BEGIN
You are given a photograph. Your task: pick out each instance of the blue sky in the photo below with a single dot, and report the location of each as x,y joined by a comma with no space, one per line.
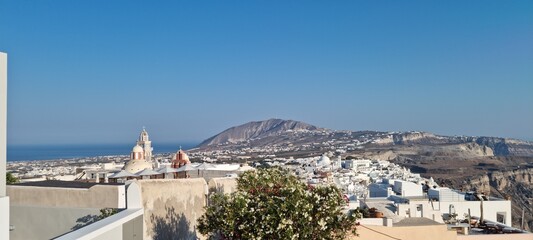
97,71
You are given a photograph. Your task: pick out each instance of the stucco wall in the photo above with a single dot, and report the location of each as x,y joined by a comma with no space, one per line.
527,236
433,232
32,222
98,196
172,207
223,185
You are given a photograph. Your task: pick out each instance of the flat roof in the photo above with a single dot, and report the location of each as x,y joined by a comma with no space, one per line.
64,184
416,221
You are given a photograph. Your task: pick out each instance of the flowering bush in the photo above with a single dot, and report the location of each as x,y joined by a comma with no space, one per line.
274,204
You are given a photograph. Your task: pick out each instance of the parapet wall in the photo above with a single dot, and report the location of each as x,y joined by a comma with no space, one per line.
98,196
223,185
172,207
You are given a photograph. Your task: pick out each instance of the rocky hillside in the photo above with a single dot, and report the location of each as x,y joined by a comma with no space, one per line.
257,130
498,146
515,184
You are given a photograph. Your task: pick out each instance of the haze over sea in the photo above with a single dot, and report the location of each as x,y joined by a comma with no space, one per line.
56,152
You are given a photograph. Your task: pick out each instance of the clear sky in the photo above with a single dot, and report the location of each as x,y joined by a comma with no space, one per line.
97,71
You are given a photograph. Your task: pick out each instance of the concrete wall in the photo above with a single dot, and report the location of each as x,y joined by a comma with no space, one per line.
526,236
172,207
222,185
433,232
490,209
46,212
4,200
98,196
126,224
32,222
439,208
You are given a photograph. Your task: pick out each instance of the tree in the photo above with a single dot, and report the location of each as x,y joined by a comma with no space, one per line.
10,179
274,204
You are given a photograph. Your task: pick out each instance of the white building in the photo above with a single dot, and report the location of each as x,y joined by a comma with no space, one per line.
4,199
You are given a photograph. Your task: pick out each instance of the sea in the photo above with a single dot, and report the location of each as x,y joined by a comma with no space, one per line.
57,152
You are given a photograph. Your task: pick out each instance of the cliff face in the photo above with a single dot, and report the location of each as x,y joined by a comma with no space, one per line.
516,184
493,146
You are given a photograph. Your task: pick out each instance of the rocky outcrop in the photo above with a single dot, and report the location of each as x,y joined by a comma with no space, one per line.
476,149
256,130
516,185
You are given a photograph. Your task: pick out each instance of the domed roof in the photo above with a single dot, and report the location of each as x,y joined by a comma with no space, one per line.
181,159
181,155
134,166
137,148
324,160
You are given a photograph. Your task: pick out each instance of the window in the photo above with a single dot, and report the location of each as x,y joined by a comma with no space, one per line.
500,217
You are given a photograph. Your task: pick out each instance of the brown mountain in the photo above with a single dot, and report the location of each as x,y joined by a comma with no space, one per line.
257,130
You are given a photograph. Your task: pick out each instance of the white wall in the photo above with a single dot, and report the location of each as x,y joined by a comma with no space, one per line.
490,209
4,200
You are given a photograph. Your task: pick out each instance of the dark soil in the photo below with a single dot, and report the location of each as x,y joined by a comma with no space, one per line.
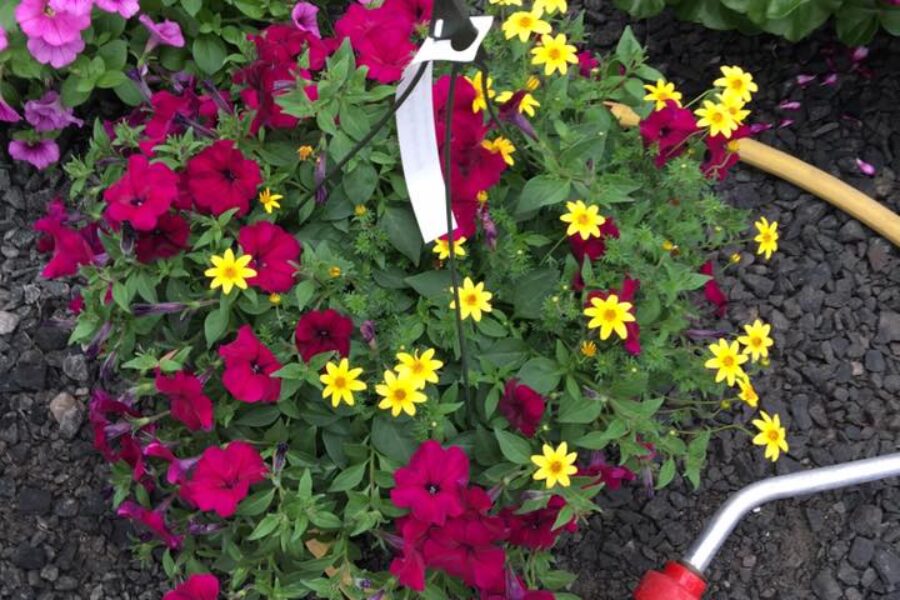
END
[Your task]
Produce a verbatim copy of all records, minus pictures.

[Solved exercise]
You are given a photograph. Your task: pick out each instance of the blue sky in the photo below with a single dot, and report the location of each as x,y joined by a comma with no space, one per line.
97,71
You are given a photograph. Your task: pick out each instance of the stucco wall in the photo above with a single dot, and report the location of each as x,y joined by a comma with no space, one per line.
527,236
433,232
32,222
98,196
172,207
223,185
You are given a photograph. Your task: pick out each instance of the flat roof in the photo above with a single dot, and report the location of each as x,y joined by a comma with no space, one per line.
64,184
416,221
You are given a photograph. Your task: pick out each instance of the flowering bush in the photo above with a single dot, and report the location of each as x,y joined by a comma with no space, one per line.
274,204
You are given a photograph. Your task: pick out each instance of the parapet wall in the photo above with a single dot, and report the location of each as x,y joined by a comma with no space, one per line.
98,196
223,185
172,207
You are given a photograph. Your task: pick out each instance of the rocky hillside in the photo above with a single dot, and report the location of each as x,y joined by a comma with no space, one per line.
257,130
498,146
515,184
You are given a photograph. Your task: pick out each instance of the haze over sea in the photo above with a single dot, and report the location of each as x,y joined by a comma with no space, one per line.
56,152
You are given a photograph. Your task: pick out each instance of the clear sky in the photo above with a single dot, and report the location of each as x,y joined by a comma with no space, one per line.
97,71
You are given a photograph. Your task: pick out each instance of the concrete wall in the photo above with a single dot, and report the location of each as x,y joined by a comma with no space, one per line.
526,236
172,207
222,185
433,232
490,209
46,212
4,200
98,196
126,224
32,222
439,208
You are given a photograph. Your task: pick out each instance of the tree in the photo above with a single dot, and report the location of each as x,y joined by a comma with no space, one per line.
10,179
274,204
You are given a photograph. Your task: pick out each instance of the white building in the photo above with a single dot, and report the location of each as x,y joined by a comma with no space, one per line.
4,199
You are given a photograph. Your task: pick out each instance of the sea in the photo above with a single dot, and report the location of each as x,y joined by a comma with no space, one per line.
57,152
You are given a photograph. Your task: pick out each instance of the cliff face in the photo above with a single dot, and report the location of each as x,y joined by a comma with no space, one per line.
516,184
493,146
You are given a photograph. Your task: pick out each instance of the rocky outcrop in the photo above with a single dot, and report the location of each as x,y joined by a comma with no space, one per line.
476,149
256,130
516,185
You are given a photograph. Your task: pick out each instance of the domed roof in the photo above with a single dot, and report the location of each as x,y joined by a comma with no space, one per line.
181,159
181,155
134,166
137,148
324,160
You are given a photograph. Your task: pick out each instance of the window in the photo above with a single dot, and report the location of each as x,y joined by a comma with no space, one per line.
500,217
You are given a photograph. Your task: pick out each instance of the brown mountain in the photo above with a single dot, and report the location of each as x,y joined by a comma with no space, one per line.
257,130
You are given a photograph. Your task: pick out each instance of the white wall in the photo above with a single dot, and report the location of each as x,y joined by a comma with no space, one per line.
490,209
4,200
You are given a photograph. Your task: pick out each instance of the dark soil in the photo below with a single dot, and report the location of each as x,y joined by a comma with no space, one per line.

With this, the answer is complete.